▸ **Directions for this task**:
Nothing but the pictures should go missing; return all the entries below exactly.

▸ **Recorded information**:
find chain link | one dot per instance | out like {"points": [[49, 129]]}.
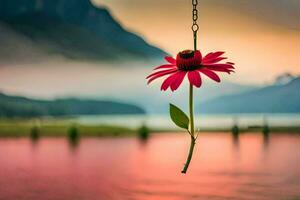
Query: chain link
{"points": [[195, 26]]}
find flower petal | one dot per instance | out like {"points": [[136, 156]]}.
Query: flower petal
{"points": [[161, 74], [210, 74], [179, 78], [214, 60], [170, 60], [164, 66], [213, 55], [219, 69], [195, 78], [227, 66]]}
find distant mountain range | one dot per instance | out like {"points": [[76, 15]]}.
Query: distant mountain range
{"points": [[278, 98], [15, 106], [73, 28]]}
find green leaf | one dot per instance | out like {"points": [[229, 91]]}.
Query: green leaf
{"points": [[179, 117]]}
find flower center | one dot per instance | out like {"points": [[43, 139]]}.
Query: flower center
{"points": [[188, 60]]}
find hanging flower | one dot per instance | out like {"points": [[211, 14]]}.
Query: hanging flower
{"points": [[192, 64]]}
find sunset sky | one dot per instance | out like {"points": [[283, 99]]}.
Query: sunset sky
{"points": [[262, 37]]}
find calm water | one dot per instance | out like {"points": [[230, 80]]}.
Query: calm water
{"points": [[244, 168], [201, 121]]}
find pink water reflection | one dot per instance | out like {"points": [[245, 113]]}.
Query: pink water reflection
{"points": [[248, 167]]}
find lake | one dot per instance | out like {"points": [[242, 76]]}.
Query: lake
{"points": [[205, 121], [248, 167]]}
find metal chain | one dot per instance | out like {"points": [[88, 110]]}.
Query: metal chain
{"points": [[195, 26]]}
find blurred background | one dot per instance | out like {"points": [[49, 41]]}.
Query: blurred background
{"points": [[77, 68]]}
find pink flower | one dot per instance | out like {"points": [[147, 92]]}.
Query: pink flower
{"points": [[192, 64]]}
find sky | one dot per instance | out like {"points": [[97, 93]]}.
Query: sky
{"points": [[261, 37]]}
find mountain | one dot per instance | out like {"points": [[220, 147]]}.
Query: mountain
{"points": [[15, 106], [272, 99], [279, 12], [73, 28]]}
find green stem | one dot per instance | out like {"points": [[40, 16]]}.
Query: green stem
{"points": [[192, 131]]}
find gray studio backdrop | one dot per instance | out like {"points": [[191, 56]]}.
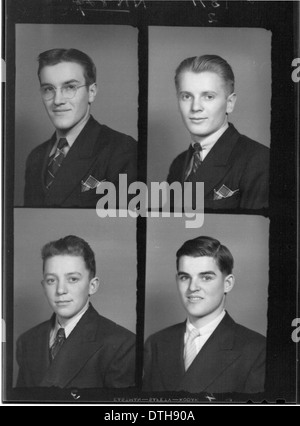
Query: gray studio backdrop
{"points": [[114, 51], [247, 237], [248, 51], [114, 243]]}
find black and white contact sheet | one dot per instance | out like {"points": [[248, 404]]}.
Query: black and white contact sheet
{"points": [[140, 124]]}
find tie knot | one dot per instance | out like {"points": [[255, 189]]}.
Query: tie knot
{"points": [[197, 147], [61, 334], [62, 143], [194, 334]]}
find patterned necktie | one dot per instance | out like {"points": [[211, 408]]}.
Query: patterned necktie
{"points": [[195, 162], [191, 348], [56, 162], [58, 342]]}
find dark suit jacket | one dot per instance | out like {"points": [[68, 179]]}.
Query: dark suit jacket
{"points": [[235, 161], [232, 360], [97, 354], [98, 151]]}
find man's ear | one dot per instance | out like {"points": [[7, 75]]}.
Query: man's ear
{"points": [[94, 286], [92, 92], [231, 100], [229, 283]]}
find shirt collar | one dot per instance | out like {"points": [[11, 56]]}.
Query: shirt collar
{"points": [[208, 142], [208, 328], [69, 327], [71, 136]]}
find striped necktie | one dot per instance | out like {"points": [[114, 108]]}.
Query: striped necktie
{"points": [[191, 348], [56, 162], [195, 162], [58, 342]]}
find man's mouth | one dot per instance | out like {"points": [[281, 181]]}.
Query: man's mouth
{"points": [[197, 119], [194, 298], [62, 302]]}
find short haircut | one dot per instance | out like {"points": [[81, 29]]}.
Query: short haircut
{"points": [[56, 56], [210, 247], [211, 63], [72, 246]]}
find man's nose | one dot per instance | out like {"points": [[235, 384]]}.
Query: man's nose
{"points": [[194, 285], [197, 104], [58, 98], [61, 287]]}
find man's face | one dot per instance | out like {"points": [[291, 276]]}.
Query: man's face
{"points": [[202, 287], [67, 113], [203, 103], [67, 285]]}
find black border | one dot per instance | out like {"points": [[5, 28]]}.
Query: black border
{"points": [[279, 17]]}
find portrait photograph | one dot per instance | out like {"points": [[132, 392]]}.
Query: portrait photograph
{"points": [[150, 205], [207, 281], [209, 112], [113, 300], [112, 106]]}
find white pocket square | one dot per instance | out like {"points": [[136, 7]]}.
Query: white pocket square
{"points": [[90, 183], [224, 192]]}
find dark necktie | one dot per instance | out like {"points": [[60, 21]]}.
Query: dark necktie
{"points": [[58, 342], [56, 162], [191, 348], [196, 161]]}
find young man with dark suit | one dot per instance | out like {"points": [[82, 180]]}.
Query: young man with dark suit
{"points": [[77, 347], [234, 168], [209, 352], [66, 170]]}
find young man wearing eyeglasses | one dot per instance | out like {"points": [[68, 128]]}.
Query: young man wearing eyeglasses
{"points": [[66, 170]]}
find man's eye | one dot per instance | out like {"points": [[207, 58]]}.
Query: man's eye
{"points": [[183, 278], [207, 277], [185, 97], [70, 87], [49, 89]]}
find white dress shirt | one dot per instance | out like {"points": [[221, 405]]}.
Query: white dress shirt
{"points": [[208, 142], [70, 325], [71, 136], [205, 332]]}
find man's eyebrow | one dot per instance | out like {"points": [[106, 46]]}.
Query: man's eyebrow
{"points": [[63, 84], [72, 273], [207, 273]]}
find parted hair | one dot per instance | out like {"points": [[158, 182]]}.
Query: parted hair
{"points": [[73, 246], [212, 63], [210, 247], [56, 56]]}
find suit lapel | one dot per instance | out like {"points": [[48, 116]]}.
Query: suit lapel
{"points": [[216, 164], [45, 160], [187, 160], [76, 164], [38, 352], [214, 358], [76, 351], [171, 357]]}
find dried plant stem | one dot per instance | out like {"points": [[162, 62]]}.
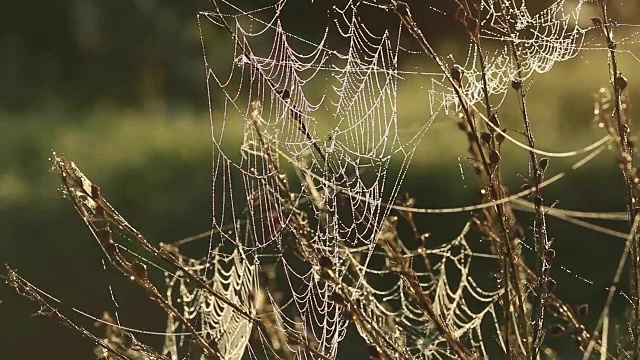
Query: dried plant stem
{"points": [[540, 239], [404, 269], [29, 291], [508, 256], [620, 128], [83, 193]]}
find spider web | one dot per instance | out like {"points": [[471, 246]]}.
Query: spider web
{"points": [[305, 192]]}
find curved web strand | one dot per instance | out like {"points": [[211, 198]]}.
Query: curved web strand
{"points": [[346, 133], [326, 111], [231, 275], [541, 40]]}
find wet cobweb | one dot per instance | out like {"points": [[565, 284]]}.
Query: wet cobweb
{"points": [[308, 162]]}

▸ **Reply to the exercise**:
find chain link | one dot per instance | out like {"points": [[49, 129]]}.
Query: chain link
{"points": [[195, 26]]}
find flower petal | one dot per instance | out like {"points": [[136, 156]]}.
Query: flower petal
{"points": [[161, 74], [210, 74], [179, 78], [214, 60], [170, 60], [164, 66], [213, 55], [219, 69], [195, 78], [227, 66]]}
find distant mountain range | one dot per instance | out like {"points": [[76, 15]]}.
Query: distant mountain range
{"points": [[278, 98], [15, 106], [73, 28]]}
find green leaf | one dot per instance | out like {"points": [[229, 91]]}.
Query: green leaf
{"points": [[179, 117]]}
find flower center | one dot per instance | out like {"points": [[43, 139]]}.
Query: flower center
{"points": [[188, 60]]}
find hanging flower | one dot per instance | out like {"points": [[211, 14]]}.
Query: hanging flower
{"points": [[192, 64]]}
find sunset sky | one dot per instance | out like {"points": [[283, 99]]}.
Query: sunset sky
{"points": [[262, 37]]}
find calm water | one dot per instance | out like {"points": [[230, 80]]}.
Query: calm water
{"points": [[244, 168], [201, 121]]}
find pink water reflection | one dot per instance | out like {"points": [[245, 113]]}.
Query: pink water reflection
{"points": [[248, 167]]}
find lake | one dot per instance | out like {"points": [[242, 76]]}.
Query: lake
{"points": [[205, 121], [248, 167]]}
find metal chain | one dot per instance | out like {"points": [[88, 110]]}.
Query: metal chain
{"points": [[195, 26]]}
find blurred background | one dot per instance | out like {"points": [[49, 41]]}.
Query: blurred background
{"points": [[77, 68]]}
find pink flower | one dot per instance | out like {"points": [[147, 92]]}.
Query: pink flower
{"points": [[192, 64]]}
find sky | one dot per instance | out like {"points": [[97, 93]]}.
Query: sky
{"points": [[261, 37]]}
find mountain | one dot per instance | out like {"points": [[220, 147]]}.
Query: mountain
{"points": [[15, 106], [272, 99], [279, 12], [73, 28]]}
find green stem | one dot per instance | out like {"points": [[40, 16]]}.
Query: green stem
{"points": [[192, 131]]}
find gray studio backdrop | one dot per instance | out like {"points": [[191, 56]]}.
Query: gray studio backdrop
{"points": [[114, 51], [247, 237], [248, 51], [114, 243]]}
find black and white contact sheet | one dot per instance | out like {"points": [[248, 404]]}.
Query: black and white contact sheet
{"points": [[140, 124]]}
find tie knot | one dot per instance | out like {"points": [[255, 189]]}.
Query: tie knot
{"points": [[197, 147], [61, 334], [62, 143], [194, 334]]}
find patterned necktie | one dot per instance | out like {"points": [[211, 408]]}.
Query: patterned necktie
{"points": [[195, 162], [191, 348], [56, 162], [58, 342]]}
find dark suit jacket | one dot per instance | out like {"points": [[68, 179]]}.
Query: dark suit jacket
{"points": [[235, 161], [232, 360], [97, 354], [98, 151]]}
find man's ear | one dot per instance | out like {"points": [[7, 75]]}.
Query: man's ear
{"points": [[94, 286], [92, 92], [231, 100], [229, 283]]}
find shirt collar | one dot per instance | out like {"points": [[11, 56]]}.
Query: shirt collar
{"points": [[208, 142], [208, 328], [69, 327], [71, 136]]}
find striped necktie | one dot per instance | out like {"points": [[114, 108]]}.
Query: striped necktie
{"points": [[191, 348], [56, 162], [195, 162], [58, 342]]}
find man's mouth | one dot per instance | out like {"points": [[281, 181]]}.
Query: man's mouth
{"points": [[197, 119], [194, 298], [62, 302]]}
find short haircut | one dot per instance | out like {"points": [[81, 29]]}.
Query: short haircut
{"points": [[56, 56], [210, 247], [211, 63], [72, 246]]}
find man's nose | one dot per instance | out like {"points": [[235, 384]]}.
Query: man's nose
{"points": [[194, 285], [197, 104], [58, 98], [61, 287]]}
find man's face | one dot per instance | out like {"points": [[291, 276]]}.
Query: man's face
{"points": [[202, 287], [67, 113], [203, 103], [67, 285]]}
find black border | one dot per instance | out like {"points": [[5, 28]]}.
Query: black border
{"points": [[279, 17]]}
find portrait photograph | one dot per instance | out like {"points": [[132, 392]]}.
Query: portrait photograph
{"points": [[150, 205], [207, 281], [209, 112], [113, 300], [112, 106]]}
find white pocket square | one dot per instance | out like {"points": [[136, 7]]}.
Query: white pocket square
{"points": [[90, 183], [224, 192]]}
find dark necktie | one dot per instance | out like {"points": [[60, 21]]}.
Query: dark necktie
{"points": [[58, 342], [56, 162], [191, 348], [196, 161]]}
find young man with dark suit | one dot per instance | out like {"points": [[82, 180]]}.
Query: young man with dark suit
{"points": [[77, 347], [234, 168], [209, 352], [66, 170]]}
find young man wearing eyeglasses | one dot per instance | out like {"points": [[68, 128]]}.
Query: young man wearing eyeglasses
{"points": [[66, 170]]}
find man's eye | one dot per instance | out like {"points": [[207, 58]]}.
Query: man's eye
{"points": [[183, 278], [207, 277], [185, 97], [70, 87], [49, 89]]}
find white dress shirt | one dot per instance | out like {"points": [[221, 405]]}.
Query: white dress shirt
{"points": [[208, 142], [70, 325], [71, 136], [205, 332]]}
find man's eyebrow | one dot per instance | out like {"points": [[106, 46]]}.
Query: man's eyebrow
{"points": [[63, 84], [72, 273], [207, 273]]}
find parted hair | one dot per instance | out like {"points": [[158, 182]]}.
Query: parted hair
{"points": [[73, 246], [212, 63], [210, 247], [56, 56]]}
find suit lapel | one dot per instance | out like {"points": [[48, 116]]}.
Query: suit lapel
{"points": [[216, 164], [45, 160], [187, 160], [76, 164], [38, 352], [214, 358], [76, 351], [171, 357]]}
find dried plant stem | one dot per instance | out like {"points": [[162, 62]]}.
Query: dried plant stem
{"points": [[540, 239], [404, 269], [29, 291], [508, 256], [620, 128], [83, 193]]}
find spider web | one dot per instance | out like {"points": [[471, 246]]}.
Query: spider web
{"points": [[305, 192]]}
find curved web strand | one dot per instance | out like {"points": [[211, 198]]}.
Query: curved web strand
{"points": [[346, 133], [326, 111], [231, 275], [541, 40]]}
find wet cobweb | one dot per instance | out like {"points": [[565, 284]]}.
Query: wet cobweb
{"points": [[308, 162]]}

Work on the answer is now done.